**Aim of the task:**
Rewrite the part of the entries that opens with the line containing "In the photo above, where can the dog ear" and closes with the line containing "point(146, 101)", putting "tree branch" wherever "tree trunk" appears and changing nothing else.

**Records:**
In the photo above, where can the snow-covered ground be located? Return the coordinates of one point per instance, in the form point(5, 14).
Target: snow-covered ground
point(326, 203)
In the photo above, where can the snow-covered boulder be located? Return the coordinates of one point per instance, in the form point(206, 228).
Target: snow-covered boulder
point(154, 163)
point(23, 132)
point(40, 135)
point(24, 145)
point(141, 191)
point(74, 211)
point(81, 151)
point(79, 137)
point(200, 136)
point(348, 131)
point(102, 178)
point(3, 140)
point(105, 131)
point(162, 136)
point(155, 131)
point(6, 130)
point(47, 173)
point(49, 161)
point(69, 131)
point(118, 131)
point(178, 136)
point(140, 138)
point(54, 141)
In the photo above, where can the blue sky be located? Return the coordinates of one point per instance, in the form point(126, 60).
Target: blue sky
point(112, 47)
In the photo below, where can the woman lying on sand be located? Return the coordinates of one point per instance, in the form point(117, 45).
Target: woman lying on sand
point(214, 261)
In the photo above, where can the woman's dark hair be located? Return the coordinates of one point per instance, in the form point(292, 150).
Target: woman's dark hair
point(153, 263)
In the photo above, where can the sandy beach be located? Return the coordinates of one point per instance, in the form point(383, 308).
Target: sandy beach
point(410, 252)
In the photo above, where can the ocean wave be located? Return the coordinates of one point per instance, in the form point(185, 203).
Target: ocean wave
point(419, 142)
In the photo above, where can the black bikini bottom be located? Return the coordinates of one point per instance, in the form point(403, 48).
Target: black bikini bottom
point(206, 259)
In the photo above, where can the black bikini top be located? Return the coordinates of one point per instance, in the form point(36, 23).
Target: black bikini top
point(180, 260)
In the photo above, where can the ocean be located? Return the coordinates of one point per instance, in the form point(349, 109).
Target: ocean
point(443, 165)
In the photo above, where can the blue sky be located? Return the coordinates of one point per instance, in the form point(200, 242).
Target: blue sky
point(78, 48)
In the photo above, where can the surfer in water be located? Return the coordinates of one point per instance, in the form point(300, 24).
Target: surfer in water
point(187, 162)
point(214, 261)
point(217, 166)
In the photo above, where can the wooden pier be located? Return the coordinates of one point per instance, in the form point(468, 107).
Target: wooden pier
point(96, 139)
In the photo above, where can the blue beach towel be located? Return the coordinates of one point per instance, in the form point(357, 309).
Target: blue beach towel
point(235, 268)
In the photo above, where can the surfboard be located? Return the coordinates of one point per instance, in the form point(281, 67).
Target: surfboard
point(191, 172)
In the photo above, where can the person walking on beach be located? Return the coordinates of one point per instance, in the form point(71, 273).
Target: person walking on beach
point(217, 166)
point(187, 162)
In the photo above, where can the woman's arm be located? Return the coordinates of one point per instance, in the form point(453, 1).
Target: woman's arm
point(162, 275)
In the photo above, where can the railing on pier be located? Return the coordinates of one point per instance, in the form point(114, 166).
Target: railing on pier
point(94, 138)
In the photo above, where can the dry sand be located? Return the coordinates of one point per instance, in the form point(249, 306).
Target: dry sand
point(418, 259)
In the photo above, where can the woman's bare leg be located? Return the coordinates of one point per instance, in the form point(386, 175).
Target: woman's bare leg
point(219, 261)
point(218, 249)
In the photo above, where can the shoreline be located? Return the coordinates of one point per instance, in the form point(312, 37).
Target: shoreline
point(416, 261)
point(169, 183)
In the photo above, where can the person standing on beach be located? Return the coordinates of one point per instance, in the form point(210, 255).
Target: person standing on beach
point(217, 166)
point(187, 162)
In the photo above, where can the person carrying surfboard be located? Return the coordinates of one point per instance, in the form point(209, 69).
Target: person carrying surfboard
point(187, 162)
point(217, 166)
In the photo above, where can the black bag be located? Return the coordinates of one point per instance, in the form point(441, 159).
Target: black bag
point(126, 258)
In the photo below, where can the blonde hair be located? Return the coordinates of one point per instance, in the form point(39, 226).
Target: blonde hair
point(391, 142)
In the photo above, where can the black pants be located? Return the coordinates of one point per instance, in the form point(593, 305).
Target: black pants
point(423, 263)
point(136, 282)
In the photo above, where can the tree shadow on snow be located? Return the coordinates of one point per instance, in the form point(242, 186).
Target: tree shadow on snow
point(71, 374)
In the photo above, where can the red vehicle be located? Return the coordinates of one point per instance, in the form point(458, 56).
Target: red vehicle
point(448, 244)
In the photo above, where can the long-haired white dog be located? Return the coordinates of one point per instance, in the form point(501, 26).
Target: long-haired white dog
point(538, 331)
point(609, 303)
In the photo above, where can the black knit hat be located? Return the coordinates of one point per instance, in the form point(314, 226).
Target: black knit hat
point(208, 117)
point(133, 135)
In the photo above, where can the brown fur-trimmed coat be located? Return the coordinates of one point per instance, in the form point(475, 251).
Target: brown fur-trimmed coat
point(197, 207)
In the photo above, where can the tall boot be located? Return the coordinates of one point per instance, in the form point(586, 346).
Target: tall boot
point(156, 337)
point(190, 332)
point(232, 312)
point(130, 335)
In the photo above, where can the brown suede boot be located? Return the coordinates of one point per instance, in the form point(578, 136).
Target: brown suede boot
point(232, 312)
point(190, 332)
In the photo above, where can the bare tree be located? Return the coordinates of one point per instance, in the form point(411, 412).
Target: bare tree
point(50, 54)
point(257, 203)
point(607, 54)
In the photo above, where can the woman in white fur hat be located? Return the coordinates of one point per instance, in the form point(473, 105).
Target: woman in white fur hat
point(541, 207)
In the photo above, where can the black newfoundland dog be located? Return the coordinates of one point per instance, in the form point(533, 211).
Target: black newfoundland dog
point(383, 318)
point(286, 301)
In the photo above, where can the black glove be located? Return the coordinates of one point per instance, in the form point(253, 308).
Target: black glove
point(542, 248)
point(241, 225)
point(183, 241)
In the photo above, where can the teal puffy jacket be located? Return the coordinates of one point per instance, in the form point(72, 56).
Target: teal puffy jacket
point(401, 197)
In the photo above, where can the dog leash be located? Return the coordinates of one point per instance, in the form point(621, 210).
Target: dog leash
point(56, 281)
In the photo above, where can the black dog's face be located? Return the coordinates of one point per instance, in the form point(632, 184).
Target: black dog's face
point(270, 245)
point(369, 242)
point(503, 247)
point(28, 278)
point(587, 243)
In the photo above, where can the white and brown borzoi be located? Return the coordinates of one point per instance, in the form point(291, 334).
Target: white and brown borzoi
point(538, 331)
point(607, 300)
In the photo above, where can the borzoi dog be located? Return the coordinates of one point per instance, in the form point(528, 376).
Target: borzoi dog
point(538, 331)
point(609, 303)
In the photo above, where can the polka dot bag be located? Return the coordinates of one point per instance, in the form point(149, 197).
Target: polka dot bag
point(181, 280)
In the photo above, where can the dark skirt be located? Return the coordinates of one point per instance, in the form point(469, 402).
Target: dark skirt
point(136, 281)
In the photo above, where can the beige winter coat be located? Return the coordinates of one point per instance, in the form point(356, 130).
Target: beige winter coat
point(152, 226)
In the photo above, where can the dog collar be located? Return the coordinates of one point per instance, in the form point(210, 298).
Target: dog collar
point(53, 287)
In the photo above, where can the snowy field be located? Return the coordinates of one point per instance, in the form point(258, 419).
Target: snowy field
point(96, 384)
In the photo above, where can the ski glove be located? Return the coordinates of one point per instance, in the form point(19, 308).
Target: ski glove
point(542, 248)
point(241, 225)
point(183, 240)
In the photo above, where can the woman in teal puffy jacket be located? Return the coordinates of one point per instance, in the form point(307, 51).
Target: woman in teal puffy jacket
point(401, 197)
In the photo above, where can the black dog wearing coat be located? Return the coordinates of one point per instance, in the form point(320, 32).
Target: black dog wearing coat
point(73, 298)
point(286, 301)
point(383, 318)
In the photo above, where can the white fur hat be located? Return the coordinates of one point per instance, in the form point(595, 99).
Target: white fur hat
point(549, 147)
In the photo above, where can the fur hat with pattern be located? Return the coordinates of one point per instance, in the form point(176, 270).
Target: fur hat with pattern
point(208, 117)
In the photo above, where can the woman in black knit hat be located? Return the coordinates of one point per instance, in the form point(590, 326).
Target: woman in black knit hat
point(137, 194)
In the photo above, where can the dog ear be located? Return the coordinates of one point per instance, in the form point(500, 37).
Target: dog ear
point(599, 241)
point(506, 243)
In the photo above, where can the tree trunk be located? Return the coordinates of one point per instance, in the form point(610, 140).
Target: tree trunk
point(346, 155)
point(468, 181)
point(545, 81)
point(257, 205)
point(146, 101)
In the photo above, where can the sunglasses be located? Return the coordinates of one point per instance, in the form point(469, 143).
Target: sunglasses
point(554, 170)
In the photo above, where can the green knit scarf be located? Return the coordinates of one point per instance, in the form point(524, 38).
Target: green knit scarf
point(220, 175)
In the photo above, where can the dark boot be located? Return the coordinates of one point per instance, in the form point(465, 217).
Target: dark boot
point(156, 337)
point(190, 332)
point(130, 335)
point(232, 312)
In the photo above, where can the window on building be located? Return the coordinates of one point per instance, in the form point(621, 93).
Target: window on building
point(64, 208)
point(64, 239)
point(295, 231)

**Right answer:**
In the photo above, where can the dog ear be located? Return the coordinates of one point per instance, in the form point(500, 37).
Target: dog ear
point(599, 241)
point(506, 243)
In the photo above, where can the tree branch be located? Return the coordinates of one point per instance, in the form point(610, 140).
Target: tree branch
point(346, 155)
point(468, 181)
point(545, 81)
point(257, 205)
point(146, 101)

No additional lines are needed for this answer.